ITEMS:
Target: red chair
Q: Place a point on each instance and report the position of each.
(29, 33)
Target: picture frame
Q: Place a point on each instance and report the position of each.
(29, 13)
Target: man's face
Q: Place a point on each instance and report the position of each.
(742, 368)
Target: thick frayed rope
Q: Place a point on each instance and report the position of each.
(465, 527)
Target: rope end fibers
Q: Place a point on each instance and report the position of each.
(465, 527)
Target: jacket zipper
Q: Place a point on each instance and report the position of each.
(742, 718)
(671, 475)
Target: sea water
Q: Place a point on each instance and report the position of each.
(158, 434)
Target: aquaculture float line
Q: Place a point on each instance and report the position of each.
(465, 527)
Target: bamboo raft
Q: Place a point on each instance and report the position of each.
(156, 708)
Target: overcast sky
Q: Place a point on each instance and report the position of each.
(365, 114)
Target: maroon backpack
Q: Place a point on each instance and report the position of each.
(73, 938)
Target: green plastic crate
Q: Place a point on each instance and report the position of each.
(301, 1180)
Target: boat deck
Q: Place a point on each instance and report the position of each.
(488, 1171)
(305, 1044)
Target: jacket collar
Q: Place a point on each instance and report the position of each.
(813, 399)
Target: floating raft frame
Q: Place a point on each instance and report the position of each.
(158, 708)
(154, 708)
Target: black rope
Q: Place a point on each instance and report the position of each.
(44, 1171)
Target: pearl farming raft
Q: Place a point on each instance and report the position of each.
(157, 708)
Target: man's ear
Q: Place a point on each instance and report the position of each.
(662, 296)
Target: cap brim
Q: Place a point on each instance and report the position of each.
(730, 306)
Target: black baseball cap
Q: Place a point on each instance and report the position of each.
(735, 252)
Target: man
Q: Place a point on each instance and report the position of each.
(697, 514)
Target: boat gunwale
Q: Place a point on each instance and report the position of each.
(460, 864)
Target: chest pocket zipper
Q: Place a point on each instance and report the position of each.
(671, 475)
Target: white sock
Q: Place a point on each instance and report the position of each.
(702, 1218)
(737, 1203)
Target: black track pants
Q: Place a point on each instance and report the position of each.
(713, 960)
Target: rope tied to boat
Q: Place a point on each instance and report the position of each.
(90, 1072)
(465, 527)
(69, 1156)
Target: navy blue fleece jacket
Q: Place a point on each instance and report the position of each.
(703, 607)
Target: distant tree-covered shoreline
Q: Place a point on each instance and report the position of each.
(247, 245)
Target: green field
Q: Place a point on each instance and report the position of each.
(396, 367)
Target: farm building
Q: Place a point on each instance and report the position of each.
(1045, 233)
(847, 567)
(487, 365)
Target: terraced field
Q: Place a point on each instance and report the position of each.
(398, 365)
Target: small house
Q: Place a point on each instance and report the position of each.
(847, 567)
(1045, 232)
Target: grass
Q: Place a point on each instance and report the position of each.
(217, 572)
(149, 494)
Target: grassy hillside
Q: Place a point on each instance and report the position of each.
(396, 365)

EXERCISE DESCRIPTION: Copy out the lines of the material above exactly, from the line containing "Target: small house" through the end of the material, including both ends.

CORRECT RESULT:
Target: small house
Q: Place a point on each instance and report the position of each.
(847, 567)
(1045, 232)
Target: grass
Q: Place a point on each instance and report the position of each.
(217, 572)
(149, 494)
Target: grassy hillside
Q: Place a point on each instance and report the position of each.
(396, 365)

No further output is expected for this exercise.